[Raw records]

○ ○ ○

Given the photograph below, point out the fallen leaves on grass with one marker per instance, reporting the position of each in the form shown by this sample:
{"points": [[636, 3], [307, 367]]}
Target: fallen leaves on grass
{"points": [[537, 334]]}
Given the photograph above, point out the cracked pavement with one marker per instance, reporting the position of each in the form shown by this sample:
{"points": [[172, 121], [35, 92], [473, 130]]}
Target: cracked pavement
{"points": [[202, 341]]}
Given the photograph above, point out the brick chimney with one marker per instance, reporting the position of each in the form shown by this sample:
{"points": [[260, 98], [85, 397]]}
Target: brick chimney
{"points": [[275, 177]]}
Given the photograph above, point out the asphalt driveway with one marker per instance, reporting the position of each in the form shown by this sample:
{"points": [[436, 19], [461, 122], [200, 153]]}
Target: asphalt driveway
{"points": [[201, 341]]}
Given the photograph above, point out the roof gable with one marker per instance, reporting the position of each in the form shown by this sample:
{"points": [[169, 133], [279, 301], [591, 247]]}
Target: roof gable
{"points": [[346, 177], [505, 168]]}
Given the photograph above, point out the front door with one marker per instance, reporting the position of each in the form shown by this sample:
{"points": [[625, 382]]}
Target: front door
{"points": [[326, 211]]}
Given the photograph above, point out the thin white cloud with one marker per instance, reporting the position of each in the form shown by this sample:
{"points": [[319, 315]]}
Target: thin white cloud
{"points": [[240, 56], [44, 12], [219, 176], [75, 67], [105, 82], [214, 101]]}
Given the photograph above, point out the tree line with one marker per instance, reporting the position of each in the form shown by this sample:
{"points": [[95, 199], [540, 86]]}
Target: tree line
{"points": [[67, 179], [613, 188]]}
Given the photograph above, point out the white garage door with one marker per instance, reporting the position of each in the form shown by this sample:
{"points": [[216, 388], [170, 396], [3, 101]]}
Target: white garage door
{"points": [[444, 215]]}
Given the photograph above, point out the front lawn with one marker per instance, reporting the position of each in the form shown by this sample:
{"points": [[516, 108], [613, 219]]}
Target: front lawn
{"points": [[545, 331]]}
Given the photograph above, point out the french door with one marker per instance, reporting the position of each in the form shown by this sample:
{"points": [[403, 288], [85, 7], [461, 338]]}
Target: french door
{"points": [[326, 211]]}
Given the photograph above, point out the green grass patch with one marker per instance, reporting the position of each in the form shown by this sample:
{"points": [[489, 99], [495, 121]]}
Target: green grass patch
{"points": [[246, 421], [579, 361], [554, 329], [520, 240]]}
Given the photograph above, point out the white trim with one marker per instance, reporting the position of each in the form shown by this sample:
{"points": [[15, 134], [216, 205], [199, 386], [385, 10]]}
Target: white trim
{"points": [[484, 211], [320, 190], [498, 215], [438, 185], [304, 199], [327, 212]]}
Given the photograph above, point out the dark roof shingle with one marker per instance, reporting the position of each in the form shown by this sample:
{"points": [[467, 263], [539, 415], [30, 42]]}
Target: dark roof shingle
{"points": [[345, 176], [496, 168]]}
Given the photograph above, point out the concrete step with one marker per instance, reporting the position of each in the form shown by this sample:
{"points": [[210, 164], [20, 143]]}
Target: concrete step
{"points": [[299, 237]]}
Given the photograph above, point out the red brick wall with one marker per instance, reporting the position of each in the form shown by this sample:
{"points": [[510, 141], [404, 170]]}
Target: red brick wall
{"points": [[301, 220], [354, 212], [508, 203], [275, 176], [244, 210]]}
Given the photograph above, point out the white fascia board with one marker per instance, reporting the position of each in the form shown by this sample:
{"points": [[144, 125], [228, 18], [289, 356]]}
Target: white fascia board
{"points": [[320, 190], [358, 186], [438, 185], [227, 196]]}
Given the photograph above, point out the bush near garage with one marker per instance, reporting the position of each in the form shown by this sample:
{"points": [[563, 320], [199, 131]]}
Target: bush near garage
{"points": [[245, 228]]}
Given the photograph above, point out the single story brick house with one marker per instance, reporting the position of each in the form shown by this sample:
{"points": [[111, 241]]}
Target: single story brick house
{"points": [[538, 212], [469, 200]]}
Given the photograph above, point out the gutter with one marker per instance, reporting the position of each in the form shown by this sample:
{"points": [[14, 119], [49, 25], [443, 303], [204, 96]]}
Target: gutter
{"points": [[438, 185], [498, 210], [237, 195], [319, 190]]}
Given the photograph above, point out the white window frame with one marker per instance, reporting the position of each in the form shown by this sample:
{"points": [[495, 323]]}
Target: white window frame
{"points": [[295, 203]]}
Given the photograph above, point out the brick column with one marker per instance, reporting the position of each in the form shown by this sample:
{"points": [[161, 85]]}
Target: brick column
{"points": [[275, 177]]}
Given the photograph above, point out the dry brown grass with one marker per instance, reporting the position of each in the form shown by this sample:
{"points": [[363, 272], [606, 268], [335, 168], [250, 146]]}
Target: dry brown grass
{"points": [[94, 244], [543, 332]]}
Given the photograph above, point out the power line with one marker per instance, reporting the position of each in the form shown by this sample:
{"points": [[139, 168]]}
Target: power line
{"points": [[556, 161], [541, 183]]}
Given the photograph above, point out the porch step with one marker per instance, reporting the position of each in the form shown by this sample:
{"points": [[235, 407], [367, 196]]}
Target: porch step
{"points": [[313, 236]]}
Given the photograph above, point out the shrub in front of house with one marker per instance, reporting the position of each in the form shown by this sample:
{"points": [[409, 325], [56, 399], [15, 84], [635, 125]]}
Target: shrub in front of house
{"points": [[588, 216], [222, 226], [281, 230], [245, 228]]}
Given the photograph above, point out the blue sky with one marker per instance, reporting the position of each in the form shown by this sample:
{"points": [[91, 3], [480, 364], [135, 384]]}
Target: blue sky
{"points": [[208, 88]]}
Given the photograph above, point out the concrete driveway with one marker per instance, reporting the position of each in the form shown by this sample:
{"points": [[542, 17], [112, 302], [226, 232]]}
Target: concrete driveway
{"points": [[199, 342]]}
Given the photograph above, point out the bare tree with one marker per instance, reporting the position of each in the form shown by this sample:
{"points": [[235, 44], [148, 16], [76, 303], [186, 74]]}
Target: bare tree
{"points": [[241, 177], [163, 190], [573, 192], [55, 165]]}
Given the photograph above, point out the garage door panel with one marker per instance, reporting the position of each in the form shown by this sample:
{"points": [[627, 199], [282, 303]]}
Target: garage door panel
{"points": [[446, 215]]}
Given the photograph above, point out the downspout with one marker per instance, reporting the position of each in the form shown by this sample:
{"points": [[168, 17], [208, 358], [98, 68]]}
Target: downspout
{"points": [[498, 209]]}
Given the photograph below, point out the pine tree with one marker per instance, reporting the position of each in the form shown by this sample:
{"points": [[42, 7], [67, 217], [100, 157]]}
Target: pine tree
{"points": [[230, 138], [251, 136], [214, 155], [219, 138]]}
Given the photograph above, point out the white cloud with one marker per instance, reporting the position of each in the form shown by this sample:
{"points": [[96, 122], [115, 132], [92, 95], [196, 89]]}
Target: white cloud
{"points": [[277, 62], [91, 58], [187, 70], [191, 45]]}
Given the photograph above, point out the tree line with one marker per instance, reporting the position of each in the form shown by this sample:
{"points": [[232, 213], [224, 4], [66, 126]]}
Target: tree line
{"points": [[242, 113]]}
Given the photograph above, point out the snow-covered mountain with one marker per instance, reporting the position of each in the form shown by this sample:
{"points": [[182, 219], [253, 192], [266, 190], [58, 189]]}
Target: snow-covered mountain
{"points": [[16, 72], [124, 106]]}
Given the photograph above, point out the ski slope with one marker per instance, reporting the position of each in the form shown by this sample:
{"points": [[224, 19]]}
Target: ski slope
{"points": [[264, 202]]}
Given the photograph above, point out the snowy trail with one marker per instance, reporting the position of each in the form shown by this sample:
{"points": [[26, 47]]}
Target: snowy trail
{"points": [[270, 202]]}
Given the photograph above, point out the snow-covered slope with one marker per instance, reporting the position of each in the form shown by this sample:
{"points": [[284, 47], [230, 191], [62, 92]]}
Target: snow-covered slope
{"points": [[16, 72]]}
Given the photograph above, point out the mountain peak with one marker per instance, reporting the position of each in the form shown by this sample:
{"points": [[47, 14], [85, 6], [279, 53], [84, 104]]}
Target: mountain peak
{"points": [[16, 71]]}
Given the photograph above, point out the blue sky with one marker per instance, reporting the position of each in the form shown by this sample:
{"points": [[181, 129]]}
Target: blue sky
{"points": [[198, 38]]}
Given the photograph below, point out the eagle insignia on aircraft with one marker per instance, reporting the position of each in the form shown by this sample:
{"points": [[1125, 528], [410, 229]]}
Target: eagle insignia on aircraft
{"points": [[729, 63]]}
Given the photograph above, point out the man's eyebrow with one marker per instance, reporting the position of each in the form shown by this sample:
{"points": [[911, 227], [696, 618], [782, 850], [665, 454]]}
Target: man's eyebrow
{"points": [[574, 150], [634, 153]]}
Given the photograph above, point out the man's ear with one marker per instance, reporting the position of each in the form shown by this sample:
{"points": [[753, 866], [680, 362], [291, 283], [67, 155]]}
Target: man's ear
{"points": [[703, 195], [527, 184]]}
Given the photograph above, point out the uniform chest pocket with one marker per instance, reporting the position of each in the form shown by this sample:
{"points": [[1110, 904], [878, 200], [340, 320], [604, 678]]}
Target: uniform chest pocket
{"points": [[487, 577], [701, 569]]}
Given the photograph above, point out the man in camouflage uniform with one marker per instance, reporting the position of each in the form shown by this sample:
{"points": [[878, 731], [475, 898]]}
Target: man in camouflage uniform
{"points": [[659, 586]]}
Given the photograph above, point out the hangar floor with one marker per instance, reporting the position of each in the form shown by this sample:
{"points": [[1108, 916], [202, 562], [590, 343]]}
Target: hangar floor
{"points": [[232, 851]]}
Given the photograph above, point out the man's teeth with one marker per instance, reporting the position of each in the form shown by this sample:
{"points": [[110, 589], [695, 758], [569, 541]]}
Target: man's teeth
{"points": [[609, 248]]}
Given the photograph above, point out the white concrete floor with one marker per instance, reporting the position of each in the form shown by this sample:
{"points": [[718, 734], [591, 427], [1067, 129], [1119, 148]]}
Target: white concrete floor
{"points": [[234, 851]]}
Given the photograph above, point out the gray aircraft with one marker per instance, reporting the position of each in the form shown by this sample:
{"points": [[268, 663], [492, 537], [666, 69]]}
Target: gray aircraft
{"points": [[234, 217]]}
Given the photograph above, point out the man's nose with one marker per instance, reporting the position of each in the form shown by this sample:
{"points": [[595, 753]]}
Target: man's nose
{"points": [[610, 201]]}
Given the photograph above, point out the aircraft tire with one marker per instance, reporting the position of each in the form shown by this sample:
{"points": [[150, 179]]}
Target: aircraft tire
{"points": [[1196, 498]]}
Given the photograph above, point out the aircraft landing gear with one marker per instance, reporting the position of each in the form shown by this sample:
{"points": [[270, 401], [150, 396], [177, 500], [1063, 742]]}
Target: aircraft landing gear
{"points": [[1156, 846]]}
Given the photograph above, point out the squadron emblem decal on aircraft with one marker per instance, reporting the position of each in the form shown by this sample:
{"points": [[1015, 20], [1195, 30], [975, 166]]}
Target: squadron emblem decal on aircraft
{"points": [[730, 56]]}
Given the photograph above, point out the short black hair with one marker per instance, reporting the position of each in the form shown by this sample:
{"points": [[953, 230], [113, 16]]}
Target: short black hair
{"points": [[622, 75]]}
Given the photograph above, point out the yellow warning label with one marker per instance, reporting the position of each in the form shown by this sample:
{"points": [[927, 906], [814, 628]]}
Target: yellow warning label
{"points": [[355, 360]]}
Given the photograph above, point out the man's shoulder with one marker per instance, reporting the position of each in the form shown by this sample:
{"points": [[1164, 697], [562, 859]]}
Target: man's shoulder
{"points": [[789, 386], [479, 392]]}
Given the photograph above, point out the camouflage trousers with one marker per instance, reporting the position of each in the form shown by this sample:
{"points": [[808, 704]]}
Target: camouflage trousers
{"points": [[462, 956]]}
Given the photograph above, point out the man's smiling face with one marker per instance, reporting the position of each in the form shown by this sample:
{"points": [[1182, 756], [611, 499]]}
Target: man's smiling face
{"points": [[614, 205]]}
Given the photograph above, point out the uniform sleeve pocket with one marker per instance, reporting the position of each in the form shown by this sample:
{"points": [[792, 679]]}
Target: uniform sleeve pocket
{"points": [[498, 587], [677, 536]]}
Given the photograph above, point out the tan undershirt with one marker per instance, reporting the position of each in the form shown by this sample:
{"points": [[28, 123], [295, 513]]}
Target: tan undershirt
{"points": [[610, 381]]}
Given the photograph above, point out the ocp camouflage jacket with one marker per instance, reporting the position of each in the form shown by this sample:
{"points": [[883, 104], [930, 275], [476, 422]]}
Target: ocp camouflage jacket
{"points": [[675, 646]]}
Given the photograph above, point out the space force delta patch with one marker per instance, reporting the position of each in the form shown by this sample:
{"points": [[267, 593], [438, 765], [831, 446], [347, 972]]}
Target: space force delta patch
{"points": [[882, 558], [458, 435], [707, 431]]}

○ ○ ○

- [Objective] What are the lines from the one with "Given the photograph above, point out the uniform sleeve" through the last line of the records above? Quote them exactly and add nothing.

- [Solution for this problem]
Given the photograph above, point out the uniform sleeve pocket with one marker per instance, reporting the position of each in the form shown by this sample:
{"points": [[792, 679]]}
Target: uniform sleeve pocket
{"points": [[498, 587], [677, 536]]}
Given the photograph above, point out the tan undershirt with one marker per instance, reporting the position of each in the form shown by this sample:
{"points": [[28, 123], [295, 513]]}
Target: tan undershirt
{"points": [[610, 381]]}
Given the photograph above, point out the ocp camouflage jacket with one marker per instance, reporting the position of each in the form shown by this sample:
{"points": [[883, 104], [930, 275], [476, 422]]}
Target: ocp camouflage jacket
{"points": [[675, 646]]}
Given the photograph above, point out the space force delta patch with one marker per instance, reporting the position of each in the form shown by this sample:
{"points": [[267, 593], [438, 765], [831, 446], [347, 972]]}
Target: space force delta patch
{"points": [[882, 558], [458, 435], [707, 431]]}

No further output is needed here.